Quelques jours après la publication des résultats au bac 2023, l’histoire se répète: les enseignants déplorent des copies truffées de fautes d’orthographe. Un constat sur lequel le ministère de l’Éducation nationale, Pap Ndiaye, est rapidement revenu. «À partir d’un certain niveau de langue trop problématique», des points pourraient désormais être retirés aux copies mal orthographiées, a-t-il indiqué samedi 8 juillet au micro de Radio J. Une déclaration qui n’a pas manqué de faire réagir les syndicats et qui interroge les spécialistes comme Jean-Paul Brighelli, auteur du best-seller «La fabrique du crétin», qui alarmait dès 2005 sur la faillite de l’école.

LE FIGARO ETUDIANT.- Que pensez-vous de la proposition de Pap Ndiaye?

Jean-Paul BRIGHELLI.- Elle me semble complètement inutile. Les élèves qui sont aujourd’hui au lycée sont mauvais en orthographe pour la bonne et simple raison que l’école ne leur a jamais appris l’orthographe avant. Sanctionner les copies mal orthographiées au lycée reviendrait à punir quelqu’un qui ne sait pas courir alors qu’on ne lui a pas appris à marcher. Je n’y vois que de la communication politique.

▶ **CONSIGNES**:
**1.** Recopiez le passage du texte qui s'ouvre sur les mots contenant « LE FIGARO ETUDIANT.- Que » et se ferme sur « la communication politique. ».
**2.** D'après le texte, pourquoi Jean-Paul Brighelli juge-t-il inutile la proposition de Pap Ndiaye ? Répondez en une à trois phrases.

▶ **DONNÉES FOURNIES**:
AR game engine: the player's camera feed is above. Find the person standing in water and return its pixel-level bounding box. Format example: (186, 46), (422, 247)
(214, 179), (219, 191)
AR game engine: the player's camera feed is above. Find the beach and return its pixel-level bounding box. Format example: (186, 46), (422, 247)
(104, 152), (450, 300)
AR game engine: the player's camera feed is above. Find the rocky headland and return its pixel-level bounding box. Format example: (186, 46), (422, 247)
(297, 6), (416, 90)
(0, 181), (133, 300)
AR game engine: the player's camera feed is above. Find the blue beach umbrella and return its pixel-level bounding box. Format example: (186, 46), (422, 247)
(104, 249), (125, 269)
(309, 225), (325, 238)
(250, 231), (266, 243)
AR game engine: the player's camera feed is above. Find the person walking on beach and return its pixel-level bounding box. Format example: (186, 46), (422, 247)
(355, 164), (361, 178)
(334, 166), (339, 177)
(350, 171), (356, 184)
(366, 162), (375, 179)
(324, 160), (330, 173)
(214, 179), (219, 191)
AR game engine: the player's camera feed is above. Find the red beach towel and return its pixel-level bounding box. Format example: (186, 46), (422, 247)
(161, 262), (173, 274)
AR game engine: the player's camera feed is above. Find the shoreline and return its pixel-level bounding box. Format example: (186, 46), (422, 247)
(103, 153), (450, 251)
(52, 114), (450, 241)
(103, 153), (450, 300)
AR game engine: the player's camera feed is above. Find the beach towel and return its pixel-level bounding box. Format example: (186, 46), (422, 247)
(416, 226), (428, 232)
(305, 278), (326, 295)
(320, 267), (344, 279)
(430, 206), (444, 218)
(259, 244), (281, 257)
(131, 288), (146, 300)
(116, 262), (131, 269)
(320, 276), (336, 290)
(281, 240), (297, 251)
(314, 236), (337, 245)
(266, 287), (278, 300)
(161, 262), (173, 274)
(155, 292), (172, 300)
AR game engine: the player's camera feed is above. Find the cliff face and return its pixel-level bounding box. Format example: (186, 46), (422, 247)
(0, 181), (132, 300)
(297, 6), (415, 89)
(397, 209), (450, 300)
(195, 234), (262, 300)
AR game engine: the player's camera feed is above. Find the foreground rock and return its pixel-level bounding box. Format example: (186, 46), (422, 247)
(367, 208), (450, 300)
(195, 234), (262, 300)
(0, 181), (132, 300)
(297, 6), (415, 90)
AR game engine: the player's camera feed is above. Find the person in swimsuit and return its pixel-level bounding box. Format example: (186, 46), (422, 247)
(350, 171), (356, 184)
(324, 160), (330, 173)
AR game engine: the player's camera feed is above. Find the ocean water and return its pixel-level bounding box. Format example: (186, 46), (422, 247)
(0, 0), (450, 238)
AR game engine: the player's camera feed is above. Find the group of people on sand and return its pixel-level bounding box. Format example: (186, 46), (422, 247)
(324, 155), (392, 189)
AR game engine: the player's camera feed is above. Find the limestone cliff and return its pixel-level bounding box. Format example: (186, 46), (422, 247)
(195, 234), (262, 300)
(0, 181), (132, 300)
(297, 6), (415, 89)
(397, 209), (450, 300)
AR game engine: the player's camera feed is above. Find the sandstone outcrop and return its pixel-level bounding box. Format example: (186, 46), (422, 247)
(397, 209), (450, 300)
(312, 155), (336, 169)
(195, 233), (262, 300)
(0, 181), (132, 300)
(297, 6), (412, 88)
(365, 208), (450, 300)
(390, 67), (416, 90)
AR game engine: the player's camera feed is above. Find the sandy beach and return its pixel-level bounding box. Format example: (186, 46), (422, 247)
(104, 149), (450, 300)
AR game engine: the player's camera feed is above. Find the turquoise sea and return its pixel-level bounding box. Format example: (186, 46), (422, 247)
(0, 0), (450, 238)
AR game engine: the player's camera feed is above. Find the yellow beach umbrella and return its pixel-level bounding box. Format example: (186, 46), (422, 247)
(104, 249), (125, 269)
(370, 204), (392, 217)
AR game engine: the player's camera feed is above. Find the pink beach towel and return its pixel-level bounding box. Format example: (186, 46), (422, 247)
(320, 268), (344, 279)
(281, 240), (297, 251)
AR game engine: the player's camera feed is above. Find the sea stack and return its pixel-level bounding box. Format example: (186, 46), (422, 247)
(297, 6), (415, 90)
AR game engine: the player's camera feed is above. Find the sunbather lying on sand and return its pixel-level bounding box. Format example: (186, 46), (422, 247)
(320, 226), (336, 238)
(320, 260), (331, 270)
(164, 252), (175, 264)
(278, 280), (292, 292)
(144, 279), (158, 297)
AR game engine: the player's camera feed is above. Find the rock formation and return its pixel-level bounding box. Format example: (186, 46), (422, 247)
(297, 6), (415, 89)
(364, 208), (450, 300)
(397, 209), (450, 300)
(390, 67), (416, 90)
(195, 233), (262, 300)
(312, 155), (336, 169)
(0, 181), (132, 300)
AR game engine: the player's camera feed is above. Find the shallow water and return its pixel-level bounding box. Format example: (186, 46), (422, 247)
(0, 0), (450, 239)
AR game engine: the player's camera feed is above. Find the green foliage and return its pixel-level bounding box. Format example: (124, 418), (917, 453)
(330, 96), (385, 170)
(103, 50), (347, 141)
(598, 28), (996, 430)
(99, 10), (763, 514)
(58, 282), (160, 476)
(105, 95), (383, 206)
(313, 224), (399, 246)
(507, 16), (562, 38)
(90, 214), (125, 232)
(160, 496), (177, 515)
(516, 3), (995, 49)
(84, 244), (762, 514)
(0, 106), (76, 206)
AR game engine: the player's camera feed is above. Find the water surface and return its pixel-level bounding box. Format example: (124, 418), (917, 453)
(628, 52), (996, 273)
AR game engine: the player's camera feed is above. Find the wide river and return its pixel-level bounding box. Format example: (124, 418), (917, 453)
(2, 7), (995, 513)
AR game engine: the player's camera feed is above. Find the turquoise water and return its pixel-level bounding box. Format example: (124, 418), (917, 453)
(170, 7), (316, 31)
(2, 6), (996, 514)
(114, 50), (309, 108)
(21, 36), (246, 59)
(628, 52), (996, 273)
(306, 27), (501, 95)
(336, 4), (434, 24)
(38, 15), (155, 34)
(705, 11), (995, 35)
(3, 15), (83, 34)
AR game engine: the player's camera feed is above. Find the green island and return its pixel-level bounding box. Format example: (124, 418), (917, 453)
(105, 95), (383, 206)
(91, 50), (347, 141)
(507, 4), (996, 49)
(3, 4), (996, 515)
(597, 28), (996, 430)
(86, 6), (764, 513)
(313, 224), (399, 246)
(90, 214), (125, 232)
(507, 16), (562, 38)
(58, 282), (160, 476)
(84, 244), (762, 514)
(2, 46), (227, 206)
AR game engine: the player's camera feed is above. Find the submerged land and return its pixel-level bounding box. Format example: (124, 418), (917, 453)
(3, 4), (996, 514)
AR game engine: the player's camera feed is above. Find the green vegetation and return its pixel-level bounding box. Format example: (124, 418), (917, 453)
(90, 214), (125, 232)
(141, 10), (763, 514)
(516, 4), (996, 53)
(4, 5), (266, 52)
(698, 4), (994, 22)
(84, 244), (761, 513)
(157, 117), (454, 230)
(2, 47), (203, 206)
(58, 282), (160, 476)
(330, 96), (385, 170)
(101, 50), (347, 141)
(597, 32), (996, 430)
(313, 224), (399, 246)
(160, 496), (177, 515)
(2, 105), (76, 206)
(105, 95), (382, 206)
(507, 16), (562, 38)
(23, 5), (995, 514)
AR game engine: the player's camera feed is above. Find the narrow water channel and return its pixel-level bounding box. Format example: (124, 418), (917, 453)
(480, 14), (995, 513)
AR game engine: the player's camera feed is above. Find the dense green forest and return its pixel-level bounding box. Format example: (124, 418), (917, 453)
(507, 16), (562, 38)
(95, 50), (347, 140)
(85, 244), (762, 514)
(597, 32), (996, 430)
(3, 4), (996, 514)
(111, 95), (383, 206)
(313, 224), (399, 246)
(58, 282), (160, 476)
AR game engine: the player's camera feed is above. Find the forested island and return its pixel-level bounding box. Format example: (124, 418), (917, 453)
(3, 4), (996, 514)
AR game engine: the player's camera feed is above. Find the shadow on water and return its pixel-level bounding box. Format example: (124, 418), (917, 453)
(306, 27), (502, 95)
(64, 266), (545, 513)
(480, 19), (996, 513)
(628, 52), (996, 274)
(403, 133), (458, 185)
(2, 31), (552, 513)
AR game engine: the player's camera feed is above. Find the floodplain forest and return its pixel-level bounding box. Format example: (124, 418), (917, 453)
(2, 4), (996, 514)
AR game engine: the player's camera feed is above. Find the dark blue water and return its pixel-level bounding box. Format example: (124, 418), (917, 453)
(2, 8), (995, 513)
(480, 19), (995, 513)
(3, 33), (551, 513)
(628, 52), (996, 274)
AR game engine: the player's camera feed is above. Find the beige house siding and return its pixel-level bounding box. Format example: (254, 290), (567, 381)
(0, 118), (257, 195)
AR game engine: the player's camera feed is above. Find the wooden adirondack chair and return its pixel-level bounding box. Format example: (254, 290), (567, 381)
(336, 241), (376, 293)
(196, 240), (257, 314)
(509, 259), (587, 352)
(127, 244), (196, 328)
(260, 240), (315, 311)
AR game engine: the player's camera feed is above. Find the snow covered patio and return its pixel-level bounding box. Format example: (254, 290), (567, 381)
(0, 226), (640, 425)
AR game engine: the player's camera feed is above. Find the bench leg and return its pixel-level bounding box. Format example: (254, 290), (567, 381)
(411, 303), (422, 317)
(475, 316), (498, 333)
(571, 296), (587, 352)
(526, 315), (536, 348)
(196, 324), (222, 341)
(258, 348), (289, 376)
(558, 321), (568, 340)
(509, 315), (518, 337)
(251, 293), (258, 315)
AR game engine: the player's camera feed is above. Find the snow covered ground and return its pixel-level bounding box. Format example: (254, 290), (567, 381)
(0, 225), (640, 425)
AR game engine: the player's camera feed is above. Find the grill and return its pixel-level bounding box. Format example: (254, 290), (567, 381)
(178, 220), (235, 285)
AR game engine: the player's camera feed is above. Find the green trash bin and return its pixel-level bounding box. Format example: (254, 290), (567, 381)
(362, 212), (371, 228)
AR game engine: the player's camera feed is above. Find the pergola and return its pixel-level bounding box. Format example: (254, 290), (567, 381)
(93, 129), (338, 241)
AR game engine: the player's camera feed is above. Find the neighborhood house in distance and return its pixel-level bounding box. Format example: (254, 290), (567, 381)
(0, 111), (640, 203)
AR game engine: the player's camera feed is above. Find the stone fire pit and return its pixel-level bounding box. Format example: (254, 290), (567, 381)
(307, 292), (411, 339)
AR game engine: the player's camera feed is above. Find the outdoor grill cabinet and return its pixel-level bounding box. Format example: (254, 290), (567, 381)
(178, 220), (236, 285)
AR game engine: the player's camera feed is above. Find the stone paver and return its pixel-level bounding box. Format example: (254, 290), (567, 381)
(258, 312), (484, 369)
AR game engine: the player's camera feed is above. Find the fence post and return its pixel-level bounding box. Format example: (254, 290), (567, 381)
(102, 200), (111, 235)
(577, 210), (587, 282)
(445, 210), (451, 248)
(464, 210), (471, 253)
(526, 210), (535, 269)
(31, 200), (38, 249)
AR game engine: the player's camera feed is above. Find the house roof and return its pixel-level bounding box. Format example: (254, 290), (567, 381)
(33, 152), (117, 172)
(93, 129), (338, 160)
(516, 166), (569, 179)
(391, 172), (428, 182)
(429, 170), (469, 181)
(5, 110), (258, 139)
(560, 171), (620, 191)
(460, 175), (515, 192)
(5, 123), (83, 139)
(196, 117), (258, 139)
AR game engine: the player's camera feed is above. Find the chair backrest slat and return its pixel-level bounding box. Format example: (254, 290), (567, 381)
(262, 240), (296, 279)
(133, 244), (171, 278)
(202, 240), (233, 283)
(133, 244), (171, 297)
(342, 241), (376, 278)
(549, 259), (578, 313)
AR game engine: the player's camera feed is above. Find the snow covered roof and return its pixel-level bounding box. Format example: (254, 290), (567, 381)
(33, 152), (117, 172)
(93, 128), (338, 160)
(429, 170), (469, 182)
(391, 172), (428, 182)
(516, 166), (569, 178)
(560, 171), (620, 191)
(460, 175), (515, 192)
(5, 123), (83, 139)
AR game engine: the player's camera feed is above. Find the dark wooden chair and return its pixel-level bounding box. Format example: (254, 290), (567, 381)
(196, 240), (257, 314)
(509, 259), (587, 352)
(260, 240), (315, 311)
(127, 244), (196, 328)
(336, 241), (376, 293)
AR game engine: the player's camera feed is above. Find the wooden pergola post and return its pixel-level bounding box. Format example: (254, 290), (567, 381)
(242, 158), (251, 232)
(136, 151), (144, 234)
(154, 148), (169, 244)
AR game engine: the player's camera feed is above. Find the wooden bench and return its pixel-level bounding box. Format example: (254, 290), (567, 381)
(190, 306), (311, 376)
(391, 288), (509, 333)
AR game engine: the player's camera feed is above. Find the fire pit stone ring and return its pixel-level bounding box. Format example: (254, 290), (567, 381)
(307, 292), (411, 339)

▶ **CORRIGÉ**:
**1.**
LE FIGARO ETUDIANT.- Que pensez-vous de la proposition de Pap Ndiaye?

Jean-Paul BRIGHELLI.- Elle me semble complètement inutile. Les élèves qui sont aujourd’hui au lycée sont mauvais en orthographe pour la bonne et simple raison que l’école ne leur a jamais appris l’orthographe avant. Sanctionner les copies mal orthographiées au lycée reviendrait à punir quelqu’un qui ne sait pas courir alors qu’on ne lui a pas appris à marcher. Je n’y vois que de la communication politique.

**2.** Selon lui, les lycéens actuels sont mauvais en orthographe parce que l'école ne la leur a jamais apprise auparavant. Sanctionner leurs copies reviendrait donc à punir quelqu'un qui ne sait pas courir alors qu'on ne lui a pas appris à marcher.